Selected passage -
Ein Destillationsgerät mit Alembik und Luftkühlung. Aus: Kräuterbuch des Matthioli, 1586

Following the Traces of Alcohol – From Rose Oil to high-percentage Alcohol Distillation

In our inter­view series “Following the Traces of Alcohol” we examine the begin­nings of the alcohol produc­tion.

From oils in China through the Master of Salerno to today’s well-known German spirit of wine – our inter­view partner Kur Sartorius, initi­ator and leader of the “Schwäbisches Schnapsmu­seums Bönnigheim” (Swabian Hard Liquor Museum in Bönnigheim) shares his expert know­ledge!  

Brüggemann­Alcohol: When was a distil­la­tion process carried out for the first time in history?

Kurt Sartorius: The process of distil­la­tion has been in exist­ence for more than 5,000 years. The Chinese and Egyp­tians were considered to be the pion­eers for this process. They were the first to have distilling equip­ment. However, there is no confirmed evid­ence that they produced alcohol. Rather, they used it to make perfumes such as rose oil. The differ­ence between this and the distil­la­tion of alcohol was that this oil produc­tion did not require a cooler.

Brüggemann­Alcohol: When did the produc­tion of alcohol first start and for what purpose was it used?

Exercises to complete -
1) According to the alcohol distillation interview, how long has the process of distillation existed?
2) Please retype everything in the alcohol distillation interview from "Following the Traces of Alcohol –" down to "his expert know­ledge!".
3) Turn the paragraph of the alcohol distillation interview that opens with "Kurt Sartorius: The process of distillation" into a short bulleted list that keeps its main facts.
The material after the alcohol distillation interview stands on its own and is separate from it.

[Point annotation dataset records]

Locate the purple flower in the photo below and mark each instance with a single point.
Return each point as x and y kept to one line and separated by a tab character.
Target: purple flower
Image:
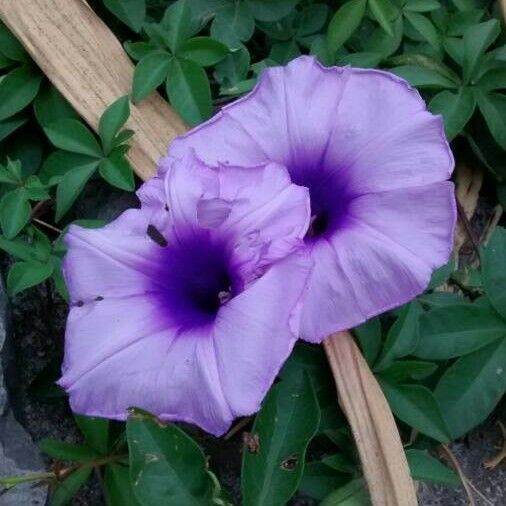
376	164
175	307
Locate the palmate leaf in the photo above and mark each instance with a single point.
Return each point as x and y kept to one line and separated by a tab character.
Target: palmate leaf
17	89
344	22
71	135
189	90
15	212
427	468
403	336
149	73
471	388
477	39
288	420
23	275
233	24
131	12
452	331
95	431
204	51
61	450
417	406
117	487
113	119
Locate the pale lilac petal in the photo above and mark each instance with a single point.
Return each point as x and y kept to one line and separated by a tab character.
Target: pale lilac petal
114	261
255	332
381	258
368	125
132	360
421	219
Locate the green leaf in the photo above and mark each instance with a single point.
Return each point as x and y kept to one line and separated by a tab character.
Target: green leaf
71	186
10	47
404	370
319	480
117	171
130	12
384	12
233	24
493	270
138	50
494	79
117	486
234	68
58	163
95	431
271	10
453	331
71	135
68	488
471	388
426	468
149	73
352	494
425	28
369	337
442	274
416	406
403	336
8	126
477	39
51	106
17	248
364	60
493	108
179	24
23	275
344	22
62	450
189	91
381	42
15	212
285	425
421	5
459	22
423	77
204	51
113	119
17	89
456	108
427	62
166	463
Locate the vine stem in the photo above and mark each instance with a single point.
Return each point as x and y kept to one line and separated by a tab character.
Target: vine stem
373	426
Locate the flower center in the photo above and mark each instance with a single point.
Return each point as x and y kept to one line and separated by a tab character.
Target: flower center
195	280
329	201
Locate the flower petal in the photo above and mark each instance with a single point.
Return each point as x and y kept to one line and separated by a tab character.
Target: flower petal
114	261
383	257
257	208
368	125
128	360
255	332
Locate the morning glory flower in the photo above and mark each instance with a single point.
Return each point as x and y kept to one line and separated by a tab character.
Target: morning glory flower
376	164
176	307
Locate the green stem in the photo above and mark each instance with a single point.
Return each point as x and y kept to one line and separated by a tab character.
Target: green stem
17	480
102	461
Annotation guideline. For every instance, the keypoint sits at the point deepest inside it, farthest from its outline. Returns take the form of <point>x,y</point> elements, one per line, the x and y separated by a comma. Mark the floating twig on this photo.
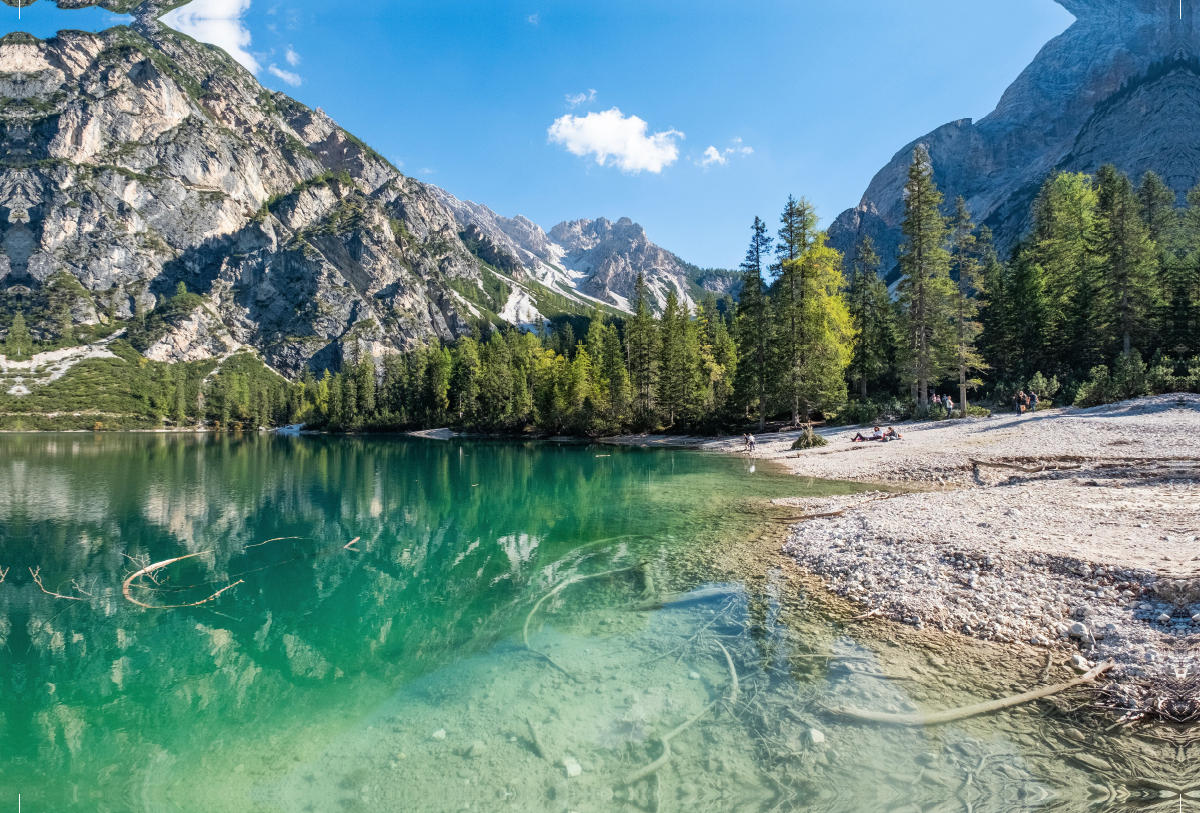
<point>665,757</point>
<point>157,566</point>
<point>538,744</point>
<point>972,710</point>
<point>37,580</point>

...

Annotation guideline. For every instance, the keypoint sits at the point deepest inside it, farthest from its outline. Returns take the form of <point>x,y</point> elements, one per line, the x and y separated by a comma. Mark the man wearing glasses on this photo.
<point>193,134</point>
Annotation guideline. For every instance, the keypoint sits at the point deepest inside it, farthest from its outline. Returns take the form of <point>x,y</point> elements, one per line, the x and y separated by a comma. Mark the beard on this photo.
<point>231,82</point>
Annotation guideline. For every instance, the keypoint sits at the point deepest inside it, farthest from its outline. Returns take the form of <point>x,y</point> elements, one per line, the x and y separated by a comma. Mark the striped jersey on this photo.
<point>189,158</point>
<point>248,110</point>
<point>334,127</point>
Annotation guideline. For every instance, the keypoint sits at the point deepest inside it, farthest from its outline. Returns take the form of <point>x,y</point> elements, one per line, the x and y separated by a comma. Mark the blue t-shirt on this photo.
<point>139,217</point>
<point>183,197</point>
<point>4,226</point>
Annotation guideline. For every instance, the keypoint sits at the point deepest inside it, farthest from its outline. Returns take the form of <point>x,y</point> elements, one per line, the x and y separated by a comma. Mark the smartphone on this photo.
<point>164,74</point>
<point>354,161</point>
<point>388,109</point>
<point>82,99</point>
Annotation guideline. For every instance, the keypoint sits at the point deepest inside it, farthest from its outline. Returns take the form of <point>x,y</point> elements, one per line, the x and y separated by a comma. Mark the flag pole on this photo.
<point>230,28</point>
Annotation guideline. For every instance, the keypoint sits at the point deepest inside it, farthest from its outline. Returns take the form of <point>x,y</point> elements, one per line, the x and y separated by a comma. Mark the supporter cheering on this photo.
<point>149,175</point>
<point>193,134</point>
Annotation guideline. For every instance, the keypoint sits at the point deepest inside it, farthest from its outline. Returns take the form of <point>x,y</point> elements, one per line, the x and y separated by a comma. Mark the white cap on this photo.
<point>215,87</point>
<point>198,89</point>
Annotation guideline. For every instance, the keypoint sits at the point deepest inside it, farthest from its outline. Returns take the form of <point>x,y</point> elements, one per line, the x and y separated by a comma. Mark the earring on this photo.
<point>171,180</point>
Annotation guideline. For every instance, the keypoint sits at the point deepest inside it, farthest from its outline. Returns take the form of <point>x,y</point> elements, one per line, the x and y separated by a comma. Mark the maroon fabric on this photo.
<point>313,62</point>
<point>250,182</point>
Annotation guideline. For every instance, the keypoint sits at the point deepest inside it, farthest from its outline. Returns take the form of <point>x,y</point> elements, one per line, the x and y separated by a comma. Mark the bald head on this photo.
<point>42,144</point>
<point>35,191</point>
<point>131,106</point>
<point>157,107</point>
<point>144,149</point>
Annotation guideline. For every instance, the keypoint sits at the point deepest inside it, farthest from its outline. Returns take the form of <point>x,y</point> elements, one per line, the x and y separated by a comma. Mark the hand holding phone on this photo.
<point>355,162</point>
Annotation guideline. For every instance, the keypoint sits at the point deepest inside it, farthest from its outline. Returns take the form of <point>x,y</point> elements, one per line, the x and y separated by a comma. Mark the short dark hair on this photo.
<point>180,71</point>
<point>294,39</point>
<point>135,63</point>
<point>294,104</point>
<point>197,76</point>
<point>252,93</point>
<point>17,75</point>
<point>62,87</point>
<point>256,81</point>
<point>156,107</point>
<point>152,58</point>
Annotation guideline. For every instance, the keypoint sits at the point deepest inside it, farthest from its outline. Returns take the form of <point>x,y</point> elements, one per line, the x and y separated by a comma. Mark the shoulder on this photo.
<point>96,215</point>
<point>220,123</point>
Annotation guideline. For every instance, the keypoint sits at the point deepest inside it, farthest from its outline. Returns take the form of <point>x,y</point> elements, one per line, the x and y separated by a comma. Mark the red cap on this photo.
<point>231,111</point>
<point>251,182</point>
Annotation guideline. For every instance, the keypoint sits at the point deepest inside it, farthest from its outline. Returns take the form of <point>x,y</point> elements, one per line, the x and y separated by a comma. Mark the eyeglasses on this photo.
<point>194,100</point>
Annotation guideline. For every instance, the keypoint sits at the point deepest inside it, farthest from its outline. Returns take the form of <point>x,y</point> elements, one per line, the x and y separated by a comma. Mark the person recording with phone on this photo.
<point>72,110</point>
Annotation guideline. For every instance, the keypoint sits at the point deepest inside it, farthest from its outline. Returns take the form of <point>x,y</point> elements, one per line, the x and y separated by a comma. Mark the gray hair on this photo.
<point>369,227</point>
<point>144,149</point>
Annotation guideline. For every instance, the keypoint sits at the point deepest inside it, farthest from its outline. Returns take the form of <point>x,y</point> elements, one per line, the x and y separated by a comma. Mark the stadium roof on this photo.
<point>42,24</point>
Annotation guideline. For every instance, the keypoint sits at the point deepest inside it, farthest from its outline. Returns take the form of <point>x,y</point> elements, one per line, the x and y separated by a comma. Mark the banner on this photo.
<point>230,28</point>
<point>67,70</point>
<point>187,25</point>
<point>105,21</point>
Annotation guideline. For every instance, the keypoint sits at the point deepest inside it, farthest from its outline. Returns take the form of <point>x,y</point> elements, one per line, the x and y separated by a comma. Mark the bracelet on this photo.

---

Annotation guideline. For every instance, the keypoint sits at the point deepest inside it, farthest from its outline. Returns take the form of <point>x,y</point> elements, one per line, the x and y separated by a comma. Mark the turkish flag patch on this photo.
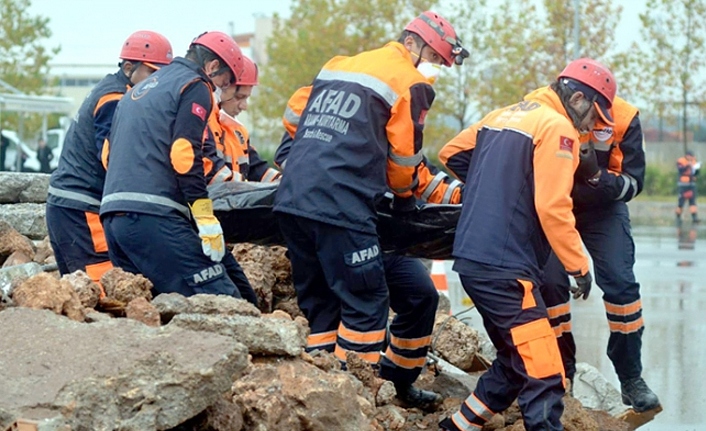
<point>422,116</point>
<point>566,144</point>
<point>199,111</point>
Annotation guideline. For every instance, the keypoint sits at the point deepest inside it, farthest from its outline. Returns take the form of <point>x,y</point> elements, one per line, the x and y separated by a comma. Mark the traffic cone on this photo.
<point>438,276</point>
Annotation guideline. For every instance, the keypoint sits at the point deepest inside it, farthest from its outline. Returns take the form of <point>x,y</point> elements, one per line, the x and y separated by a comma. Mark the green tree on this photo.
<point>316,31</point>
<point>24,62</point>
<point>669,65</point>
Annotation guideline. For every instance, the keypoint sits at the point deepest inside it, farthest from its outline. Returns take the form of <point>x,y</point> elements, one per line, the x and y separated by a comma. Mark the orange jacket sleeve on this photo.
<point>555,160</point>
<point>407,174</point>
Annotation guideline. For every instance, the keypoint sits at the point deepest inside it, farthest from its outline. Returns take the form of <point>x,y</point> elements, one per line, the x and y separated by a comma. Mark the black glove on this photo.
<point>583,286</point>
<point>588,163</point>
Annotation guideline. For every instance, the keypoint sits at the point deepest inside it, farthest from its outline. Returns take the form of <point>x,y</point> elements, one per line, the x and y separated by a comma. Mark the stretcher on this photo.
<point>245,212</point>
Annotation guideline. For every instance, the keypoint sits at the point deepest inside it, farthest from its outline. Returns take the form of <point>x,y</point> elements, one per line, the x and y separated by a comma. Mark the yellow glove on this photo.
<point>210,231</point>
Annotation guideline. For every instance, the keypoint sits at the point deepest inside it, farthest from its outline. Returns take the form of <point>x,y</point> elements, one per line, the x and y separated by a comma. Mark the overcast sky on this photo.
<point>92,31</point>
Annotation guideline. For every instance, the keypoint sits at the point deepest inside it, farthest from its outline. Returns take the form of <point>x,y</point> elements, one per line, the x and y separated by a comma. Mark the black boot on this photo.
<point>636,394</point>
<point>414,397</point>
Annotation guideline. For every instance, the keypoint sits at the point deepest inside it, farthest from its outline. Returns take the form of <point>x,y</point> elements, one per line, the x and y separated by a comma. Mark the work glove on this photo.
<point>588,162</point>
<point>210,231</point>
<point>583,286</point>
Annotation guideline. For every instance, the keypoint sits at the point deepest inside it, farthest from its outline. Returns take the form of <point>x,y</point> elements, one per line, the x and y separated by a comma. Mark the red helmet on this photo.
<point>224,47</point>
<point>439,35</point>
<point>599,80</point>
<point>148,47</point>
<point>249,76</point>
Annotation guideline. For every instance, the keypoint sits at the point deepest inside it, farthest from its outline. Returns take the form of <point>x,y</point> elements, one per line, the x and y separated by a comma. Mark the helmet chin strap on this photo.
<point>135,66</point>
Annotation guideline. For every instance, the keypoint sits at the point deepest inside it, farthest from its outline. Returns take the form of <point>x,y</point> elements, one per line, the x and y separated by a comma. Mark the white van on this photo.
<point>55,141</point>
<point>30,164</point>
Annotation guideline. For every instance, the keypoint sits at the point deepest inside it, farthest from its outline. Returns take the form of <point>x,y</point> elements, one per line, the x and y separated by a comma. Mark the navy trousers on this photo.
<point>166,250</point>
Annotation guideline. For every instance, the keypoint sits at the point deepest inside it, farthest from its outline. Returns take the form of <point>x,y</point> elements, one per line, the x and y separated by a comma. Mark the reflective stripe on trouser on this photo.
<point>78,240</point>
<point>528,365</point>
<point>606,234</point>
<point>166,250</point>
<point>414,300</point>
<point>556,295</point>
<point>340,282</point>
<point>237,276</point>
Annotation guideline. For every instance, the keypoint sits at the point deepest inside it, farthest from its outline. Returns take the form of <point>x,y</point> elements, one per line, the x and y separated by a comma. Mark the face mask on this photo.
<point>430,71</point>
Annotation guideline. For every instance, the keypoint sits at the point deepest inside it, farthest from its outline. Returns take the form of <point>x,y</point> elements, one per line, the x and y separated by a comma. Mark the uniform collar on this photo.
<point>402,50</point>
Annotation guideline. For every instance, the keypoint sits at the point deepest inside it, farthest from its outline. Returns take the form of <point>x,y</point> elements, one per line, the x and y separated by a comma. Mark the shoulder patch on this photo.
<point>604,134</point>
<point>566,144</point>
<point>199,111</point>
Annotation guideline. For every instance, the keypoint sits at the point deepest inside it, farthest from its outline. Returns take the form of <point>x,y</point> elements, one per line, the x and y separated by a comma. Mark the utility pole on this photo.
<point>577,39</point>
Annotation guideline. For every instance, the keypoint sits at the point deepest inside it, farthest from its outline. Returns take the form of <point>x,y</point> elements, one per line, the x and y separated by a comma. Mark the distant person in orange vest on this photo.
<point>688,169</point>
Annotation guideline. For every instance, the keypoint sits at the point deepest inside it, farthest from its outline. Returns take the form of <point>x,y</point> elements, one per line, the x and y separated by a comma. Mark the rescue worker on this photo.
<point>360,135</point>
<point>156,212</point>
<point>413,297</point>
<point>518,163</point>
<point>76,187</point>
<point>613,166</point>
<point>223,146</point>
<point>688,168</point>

Responses -
1) More than 5,000 years.

2)
Following the Traces of Alcohol – From Rose Oil to high-percentage Alcohol Distillation

In our inter­view series “Following the Traces of Alcohol” we examine the begin­nings of the alcohol produc­tion.

From oils in China through the Master of Salerno to today’s well-known German spirit of wine – our inter­view partner Kur Sartorius, initi­ator and leader of the “Schwäbisches Schnapsmu­seums Bönnigheim” (Swabian Hard Liquor Museum in Bönnigheim) shares his expert know­ledge!

3)
- Distillation has existed for more than 5,000 years.
- The Chinese and Egyptians are considered its pioneers and were the first to have distilling equipment.
- There is no confirmed evidence that they produced alcohol; they used distillation to make perfumes such as rose oil.
- Unlike alcohol distillation, this oil production did not require a cooler.